### [SOURCE DATA]
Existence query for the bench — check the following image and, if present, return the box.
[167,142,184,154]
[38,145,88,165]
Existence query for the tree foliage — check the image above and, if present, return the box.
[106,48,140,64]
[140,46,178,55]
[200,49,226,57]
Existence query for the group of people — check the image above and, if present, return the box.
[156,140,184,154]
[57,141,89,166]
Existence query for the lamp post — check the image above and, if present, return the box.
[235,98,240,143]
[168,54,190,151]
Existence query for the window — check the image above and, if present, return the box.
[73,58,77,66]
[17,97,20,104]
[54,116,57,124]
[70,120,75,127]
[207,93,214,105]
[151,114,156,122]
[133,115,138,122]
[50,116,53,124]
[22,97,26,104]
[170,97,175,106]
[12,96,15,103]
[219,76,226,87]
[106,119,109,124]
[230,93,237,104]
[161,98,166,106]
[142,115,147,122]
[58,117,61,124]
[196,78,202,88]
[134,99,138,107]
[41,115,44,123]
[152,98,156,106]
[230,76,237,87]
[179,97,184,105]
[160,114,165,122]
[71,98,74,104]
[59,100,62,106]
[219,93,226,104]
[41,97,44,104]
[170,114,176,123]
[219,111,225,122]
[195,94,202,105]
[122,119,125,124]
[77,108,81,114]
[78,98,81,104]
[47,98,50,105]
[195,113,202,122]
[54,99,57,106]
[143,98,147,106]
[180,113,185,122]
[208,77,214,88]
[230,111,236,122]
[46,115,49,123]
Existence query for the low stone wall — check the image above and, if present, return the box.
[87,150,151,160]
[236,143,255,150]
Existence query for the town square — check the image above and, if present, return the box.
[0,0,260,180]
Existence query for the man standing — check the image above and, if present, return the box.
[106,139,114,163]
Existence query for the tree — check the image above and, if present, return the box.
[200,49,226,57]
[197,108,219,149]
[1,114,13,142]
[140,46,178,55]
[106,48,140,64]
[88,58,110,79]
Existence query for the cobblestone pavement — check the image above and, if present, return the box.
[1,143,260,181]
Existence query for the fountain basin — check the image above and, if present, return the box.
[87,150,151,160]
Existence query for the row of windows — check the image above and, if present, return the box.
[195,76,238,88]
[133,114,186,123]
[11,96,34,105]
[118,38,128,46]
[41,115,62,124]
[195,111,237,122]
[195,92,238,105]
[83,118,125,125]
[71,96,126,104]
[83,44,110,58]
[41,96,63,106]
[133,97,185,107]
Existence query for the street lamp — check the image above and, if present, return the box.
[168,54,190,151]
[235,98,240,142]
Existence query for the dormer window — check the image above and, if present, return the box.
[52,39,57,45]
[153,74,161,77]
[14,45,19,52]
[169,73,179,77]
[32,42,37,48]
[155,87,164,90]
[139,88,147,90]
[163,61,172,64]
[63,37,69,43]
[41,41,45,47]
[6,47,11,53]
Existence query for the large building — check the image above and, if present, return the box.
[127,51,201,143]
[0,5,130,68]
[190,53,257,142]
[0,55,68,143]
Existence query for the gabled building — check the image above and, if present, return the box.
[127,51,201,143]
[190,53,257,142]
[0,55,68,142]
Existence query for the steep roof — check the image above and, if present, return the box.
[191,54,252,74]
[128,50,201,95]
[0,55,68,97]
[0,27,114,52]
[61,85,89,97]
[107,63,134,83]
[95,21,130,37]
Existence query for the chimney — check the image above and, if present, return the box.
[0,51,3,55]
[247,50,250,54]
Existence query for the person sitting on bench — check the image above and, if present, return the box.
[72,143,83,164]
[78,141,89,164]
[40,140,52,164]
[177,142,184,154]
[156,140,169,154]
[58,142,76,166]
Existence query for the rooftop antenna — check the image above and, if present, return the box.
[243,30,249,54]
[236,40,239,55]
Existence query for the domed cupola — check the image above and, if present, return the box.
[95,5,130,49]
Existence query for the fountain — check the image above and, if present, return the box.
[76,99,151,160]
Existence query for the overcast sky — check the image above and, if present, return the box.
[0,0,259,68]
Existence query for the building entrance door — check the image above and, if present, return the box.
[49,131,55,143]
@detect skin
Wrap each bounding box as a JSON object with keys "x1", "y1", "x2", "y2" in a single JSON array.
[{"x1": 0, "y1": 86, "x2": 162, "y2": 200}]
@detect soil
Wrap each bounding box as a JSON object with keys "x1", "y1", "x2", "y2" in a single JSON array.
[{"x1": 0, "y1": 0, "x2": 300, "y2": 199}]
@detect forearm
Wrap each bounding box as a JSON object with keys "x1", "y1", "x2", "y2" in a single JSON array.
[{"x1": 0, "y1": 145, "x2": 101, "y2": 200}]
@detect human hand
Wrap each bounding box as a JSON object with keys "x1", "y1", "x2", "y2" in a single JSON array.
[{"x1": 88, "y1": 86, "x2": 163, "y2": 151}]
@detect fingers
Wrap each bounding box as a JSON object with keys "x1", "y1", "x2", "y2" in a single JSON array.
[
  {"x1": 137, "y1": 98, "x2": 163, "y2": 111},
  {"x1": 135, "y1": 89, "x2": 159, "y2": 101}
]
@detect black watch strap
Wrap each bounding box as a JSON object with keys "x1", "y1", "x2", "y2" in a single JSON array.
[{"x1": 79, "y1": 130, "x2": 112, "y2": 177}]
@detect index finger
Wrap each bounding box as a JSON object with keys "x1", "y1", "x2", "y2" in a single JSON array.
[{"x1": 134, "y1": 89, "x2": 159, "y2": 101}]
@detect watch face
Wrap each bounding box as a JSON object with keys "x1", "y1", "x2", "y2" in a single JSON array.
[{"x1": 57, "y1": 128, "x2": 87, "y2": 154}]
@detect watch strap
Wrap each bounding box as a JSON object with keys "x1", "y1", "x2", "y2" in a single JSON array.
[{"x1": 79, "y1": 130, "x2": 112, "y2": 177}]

### [EXERCISE INSTRUCTIONS]
Word for word, restate the whole of the material above.

### [OUTPUT OF THE EXERCISE]
Existence query for the bench — check the following image and, if present, return the box.
[167,142,184,154]
[38,145,88,165]
Existence query for the tree foliage — check the image above and, if present, return the box.
[106,48,140,64]
[140,46,178,55]
[200,49,226,57]
Existence query for the group of people — check the image above and, if present, return the box.
[156,140,184,154]
[57,141,89,166]
Existence query for the lamp post — check the image above and, if present, return the box.
[235,98,240,143]
[168,54,190,151]
Existence query for the window — check the image above and, if present, return the box.
[73,58,77,66]
[17,97,20,104]
[54,116,57,124]
[70,120,75,127]
[207,93,214,105]
[151,114,156,122]
[133,115,138,122]
[50,116,53,124]
[22,97,26,104]
[170,97,175,106]
[12,96,15,103]
[219,76,226,87]
[106,119,109,124]
[230,93,237,104]
[161,98,166,106]
[142,115,147,122]
[58,117,61,124]
[196,78,202,88]
[134,99,138,107]
[41,115,44,123]
[152,98,156,106]
[230,76,237,87]
[179,97,184,105]
[160,114,165,122]
[71,98,74,104]
[59,100,62,106]
[219,93,226,104]
[41,97,44,104]
[170,114,176,123]
[219,111,225,122]
[195,94,202,105]
[122,119,125,124]
[77,108,81,114]
[78,98,81,104]
[47,98,50,105]
[195,113,202,122]
[54,99,57,106]
[143,98,147,106]
[180,113,185,122]
[208,77,214,88]
[230,111,236,122]
[46,115,49,123]
Existence query for the low stone wall — check the image above and, if present, return the box.
[87,150,151,160]
[236,143,255,150]
Existence query for the town square — check the image above and, if present, return the box.
[0,0,260,180]
Existence query for the man standing — check the image above and, if present, return the box.
[106,139,114,163]
Existence query for the tree — check the image above and, if present, return the box.
[200,49,226,57]
[197,108,219,149]
[1,114,13,142]
[140,46,178,55]
[106,48,140,64]
[88,58,110,79]
Existence query for the cobblestone pavement — check the image above and, if present, return the box.
[1,143,260,181]
Existence query for the fountain basin — check the image above and, if present, return the box.
[87,150,151,160]
Existence query for the row of windows — check the image above and, if present, return the box.
[195,76,238,88]
[133,114,186,123]
[11,96,34,105]
[118,38,128,46]
[41,115,62,124]
[195,111,237,122]
[195,92,238,105]
[83,118,125,125]
[71,96,126,104]
[83,44,110,58]
[41,96,63,106]
[133,97,185,107]
Existence query for the street lamp — check the image above and, if present, return the box.
[168,54,190,151]
[235,98,240,142]
Existence query for the dormer window — check the image above and, if present, return the box.
[52,39,57,45]
[153,74,161,77]
[14,45,19,52]
[169,73,179,77]
[32,42,37,48]
[155,87,164,90]
[139,88,147,90]
[163,61,172,64]
[63,37,69,43]
[41,41,45,47]
[6,47,11,53]
Existence query for the large building — check the image above and, if present, return the box.
[127,51,201,143]
[0,5,130,68]
[190,53,257,142]
[0,55,68,143]
Existence query for the gabled building — check the image above and, if present, return the box.
[127,51,201,143]
[190,53,257,142]
[0,55,68,142]
Existence query for the steep roof — check the image above and, if present, return the box.
[191,54,252,74]
[128,50,201,95]
[0,55,68,97]
[0,27,114,52]
[61,85,89,97]
[107,63,134,83]
[95,21,130,37]
Existence query for the chimney — check the image above and, if present, return the box.
[0,51,3,55]
[247,50,250,54]
Existence query for the person sitting on bench — check the image above and, if present, return the box.
[72,143,83,164]
[78,141,89,164]
[40,140,52,164]
[177,142,184,154]
[156,140,169,154]
[58,142,76,166]
Existence query for the rooftop antenna — check the image above and, if present, return the box.
[243,30,249,54]
[236,40,239,55]
Existence query for the domed cupola — check the image above and, if present, return the box.
[95,5,130,49]
Existence query for the fountain — check the image above and, if present, return the box.
[76,99,151,160]
Existence query for the overcast sky — check the image above and, if present, return the box.
[0,0,259,68]
Existence query for the building entrance door — check the image above and, if present, return the box.
[49,131,55,143]
@detect skin
Wrap each bounding box as a JSON object with keys "x1", "y1", "x2", "y2" in a single JSON array.
[{"x1": 0, "y1": 86, "x2": 162, "y2": 200}]
@detect soil
Wrap each bounding box as a JSON object with keys "x1", "y1", "x2", "y2" in a single JSON array.
[{"x1": 0, "y1": 0, "x2": 300, "y2": 199}]
@detect forearm
Wrap each bounding box as a JSON object with keys "x1", "y1", "x2", "y2" in a single JSON array.
[{"x1": 0, "y1": 145, "x2": 101, "y2": 200}]
@detect human hand
Wrap each bounding box as a JSON object with keys "x1", "y1", "x2", "y2" in a single JSON array.
[{"x1": 88, "y1": 86, "x2": 163, "y2": 151}]
@detect fingers
Wrap each bounding box as a JSON object with keys "x1", "y1", "x2", "y2" in a single JSON array.
[
  {"x1": 137, "y1": 98, "x2": 163, "y2": 111},
  {"x1": 135, "y1": 89, "x2": 159, "y2": 101}
]
@detect black watch strap
Wrap each bounding box as a JSON object with keys "x1", "y1", "x2", "y2" in a single JSON array.
[{"x1": 79, "y1": 130, "x2": 112, "y2": 177}]
@detect index finger
Wrap each bounding box as a JSON object with keys "x1", "y1", "x2", "y2" in a single JSON array.
[{"x1": 134, "y1": 89, "x2": 159, "y2": 101}]
@detect watch face
Wrap each bounding box as a JSON object with keys "x1", "y1", "x2", "y2" in a single JSON array.
[{"x1": 57, "y1": 128, "x2": 87, "y2": 154}]
@detect watch strap
Wrap each bounding box as a JSON object with keys "x1", "y1", "x2", "y2" in a single JSON array.
[{"x1": 79, "y1": 130, "x2": 112, "y2": 177}]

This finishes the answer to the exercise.